Text segment:
============================================================

Among the study population, the majority of patients showed lipid changes, and of these, approximately one third of patients showed alterations in two lipid measurements. Among individuals who received ART, 78.9% showed lipid profile abnormalities. Similarly, Calza et al.21 reported that dyslipidemia was detected in up to 70-80% of HIV-infected individuals on ART, and such changes may be associated with different types of treatment regimens adopted.
The frequency of lipid abnormalities in this study may be explained by the fact that all patients using lipid lowering drugs were excluded from the study, which allowed for a more accurate representation of the data. Other reasons that may result in greater lipid changes include aging, increased body mass index, smoking and the direct effect of HIV infection.
Several studies have provided evidence for the role of ART in the development of metabolic disorders, specifically demonstrating a greater prevalence of hypercholesterolemia and hypertriglyceridemia in patients receiving ART9,15–18,20,21.
In the present study, most HIV patients showed statistically significant increases in the association between TC and TG and the use of ART. This association was not found when HDL was examined. Similarly, Araújo et al.15 found an association between elevated levels of TG and TC and the use of ART, but no association with HDL.
Although viral load was not part of the analysis in this study, one possible explanation for the finding of higher HDL levels in patients on ART is that they could have a lower viral load, leading to a diminished inflammatory response1.

============================================================

Dataset excerpts:
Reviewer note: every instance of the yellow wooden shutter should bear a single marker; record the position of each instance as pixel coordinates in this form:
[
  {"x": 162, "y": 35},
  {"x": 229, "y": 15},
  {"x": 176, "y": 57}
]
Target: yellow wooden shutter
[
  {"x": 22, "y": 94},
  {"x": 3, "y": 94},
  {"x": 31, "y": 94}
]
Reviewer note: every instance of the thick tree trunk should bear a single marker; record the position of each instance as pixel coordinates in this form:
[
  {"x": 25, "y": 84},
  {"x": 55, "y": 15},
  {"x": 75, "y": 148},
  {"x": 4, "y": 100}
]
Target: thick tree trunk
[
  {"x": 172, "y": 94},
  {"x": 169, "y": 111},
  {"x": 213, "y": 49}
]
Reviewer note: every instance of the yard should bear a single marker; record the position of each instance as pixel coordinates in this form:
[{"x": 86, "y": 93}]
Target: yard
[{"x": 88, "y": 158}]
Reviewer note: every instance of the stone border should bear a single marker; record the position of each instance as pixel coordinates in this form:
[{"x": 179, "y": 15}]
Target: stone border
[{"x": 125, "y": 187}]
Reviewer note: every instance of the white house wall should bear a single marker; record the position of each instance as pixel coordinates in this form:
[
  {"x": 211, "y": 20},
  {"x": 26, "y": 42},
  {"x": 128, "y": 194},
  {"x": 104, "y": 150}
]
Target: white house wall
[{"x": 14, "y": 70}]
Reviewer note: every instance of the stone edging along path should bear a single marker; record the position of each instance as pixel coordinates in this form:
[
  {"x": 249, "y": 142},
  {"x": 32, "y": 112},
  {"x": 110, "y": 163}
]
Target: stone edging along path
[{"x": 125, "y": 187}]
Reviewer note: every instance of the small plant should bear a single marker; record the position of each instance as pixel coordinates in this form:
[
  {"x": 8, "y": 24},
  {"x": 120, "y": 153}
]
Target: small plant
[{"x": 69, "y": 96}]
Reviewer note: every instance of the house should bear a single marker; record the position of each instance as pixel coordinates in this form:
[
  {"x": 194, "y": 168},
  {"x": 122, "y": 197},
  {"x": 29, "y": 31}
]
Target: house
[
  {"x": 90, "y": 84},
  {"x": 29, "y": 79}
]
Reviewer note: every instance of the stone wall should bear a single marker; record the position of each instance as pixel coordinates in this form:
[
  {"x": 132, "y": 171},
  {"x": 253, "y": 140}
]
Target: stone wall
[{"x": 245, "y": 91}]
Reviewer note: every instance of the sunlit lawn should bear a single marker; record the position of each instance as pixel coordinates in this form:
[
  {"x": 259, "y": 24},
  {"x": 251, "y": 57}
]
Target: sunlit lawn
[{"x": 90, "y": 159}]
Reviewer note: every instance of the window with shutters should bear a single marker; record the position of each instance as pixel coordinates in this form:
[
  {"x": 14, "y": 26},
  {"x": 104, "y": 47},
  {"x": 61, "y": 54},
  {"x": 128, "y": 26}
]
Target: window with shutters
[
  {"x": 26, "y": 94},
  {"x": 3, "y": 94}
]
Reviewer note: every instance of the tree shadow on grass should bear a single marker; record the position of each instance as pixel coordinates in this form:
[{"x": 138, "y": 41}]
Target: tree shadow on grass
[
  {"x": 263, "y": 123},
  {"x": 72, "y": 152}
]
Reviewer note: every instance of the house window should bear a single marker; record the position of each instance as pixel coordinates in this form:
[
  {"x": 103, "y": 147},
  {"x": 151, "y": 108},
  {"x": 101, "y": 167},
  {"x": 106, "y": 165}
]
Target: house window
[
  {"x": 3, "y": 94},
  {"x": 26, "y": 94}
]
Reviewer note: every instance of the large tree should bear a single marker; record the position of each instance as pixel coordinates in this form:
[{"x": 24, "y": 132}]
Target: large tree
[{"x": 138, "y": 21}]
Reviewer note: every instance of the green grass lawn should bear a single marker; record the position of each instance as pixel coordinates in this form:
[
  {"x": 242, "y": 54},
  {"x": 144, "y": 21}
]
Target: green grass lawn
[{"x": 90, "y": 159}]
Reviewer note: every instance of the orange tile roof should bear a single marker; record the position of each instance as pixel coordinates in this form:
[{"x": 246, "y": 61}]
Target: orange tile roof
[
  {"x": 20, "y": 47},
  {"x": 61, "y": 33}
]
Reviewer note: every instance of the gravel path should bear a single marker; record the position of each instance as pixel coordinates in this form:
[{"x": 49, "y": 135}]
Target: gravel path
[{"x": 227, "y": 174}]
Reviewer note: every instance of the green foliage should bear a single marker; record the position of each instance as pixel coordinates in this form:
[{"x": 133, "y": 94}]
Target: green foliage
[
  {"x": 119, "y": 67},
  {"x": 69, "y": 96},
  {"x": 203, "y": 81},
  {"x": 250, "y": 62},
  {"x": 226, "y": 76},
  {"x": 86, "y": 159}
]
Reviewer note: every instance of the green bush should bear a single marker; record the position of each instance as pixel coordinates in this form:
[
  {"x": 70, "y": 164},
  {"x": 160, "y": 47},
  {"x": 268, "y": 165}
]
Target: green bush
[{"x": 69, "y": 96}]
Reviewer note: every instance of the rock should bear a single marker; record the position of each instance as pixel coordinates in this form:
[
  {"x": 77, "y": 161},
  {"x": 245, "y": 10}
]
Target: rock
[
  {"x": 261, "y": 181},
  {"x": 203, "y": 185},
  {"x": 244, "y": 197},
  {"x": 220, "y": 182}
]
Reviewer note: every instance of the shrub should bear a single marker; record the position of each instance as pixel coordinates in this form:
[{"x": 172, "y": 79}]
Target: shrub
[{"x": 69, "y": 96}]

============================================================

What you need to do:
A: Copy the passage on lipid changes in patients with HIV word for word, starting with "Several studies have" and going on through "association with HDL.".
B: Write the next part of the passage on lipid changes in patients with HIV, picking up right after its last sentence.

Your responses:
A:
Several studies have provided evidence for the role of ART in the development of metabolic disorders, specifically demonstrating a greater prevalence of hypercholesterolemia and hypertriglyceridemia in patients receiving ART9,15–18,20,21.
In the present study, most HIV patients showed statistically significant increases in the association between TC and TG and the use of ART. This association was not found when HDL was examined. Similarly, Araújo et al.15 found an association between elevated levels of TG and TC and the use of ART, but no association with HDL.

B:
Differences reported in the literature related to the association between ART and changes in the lipid profile, may be attributed to diet, sex, age, physical activity, type and/or duration of ART, as well as differences in the methodology used and the characteristics of each study population.
When examining the association between duration of ART use and the development of lipid abnormalities in the study population, it was observed that the prevalence of abnormalities in TC and TG was greater in patients who had received ART for more than 12 months compared to those not on treatment.
Previous studies have shown that individuals with MS had a longer period of ART9,22,23. On the other hand, Mondy et al.12 found no statistical association between use/duration of ART and dyslipidemia. This difference could be explained by patients on ART who also received treatment with lipid-lowering drugs.
This study demonstrated that the prevalence of lipid abnormalities in HIV patients tends to increase according to the duration of ART. Therefore, individuals on ART may have a higher risk of developing cardiovascular disease and atherosclerosis compared to the general population and patients off treatment.
However, the pathophysiological mechanism for such metabolic changes has not been fully established24and prospective studies with longer follow-up periods will provide additional data on the metabolic consequences of ART.
To prevent or lessen the impact of dyslipidemia on the health of individuals with HIV, potential treatment approaches include the switch to of highly active antiretroviral therapy (HAART), prescription of lipid-lowering drugs and/or modification of lifestyle, such as increased physical activity, weight reduction, and decreased smoking and alcohol consumption.
Most of the HIV patients included in this study showed lipid alterations, with approximately one third of these patients showing alterations in two lipid parameters. The HIV patients in our study also demonstrated a statistically significant increase in the association between TC and TG levels and the use of ART. Furthermore, regarding the association between the duration of ART and the development of lipid abnormalities, it was observed that the prevalence of abnormalities in TC, LDL and TG was greater in patients who had received ART for more than 12 months when compared to those not on treatment.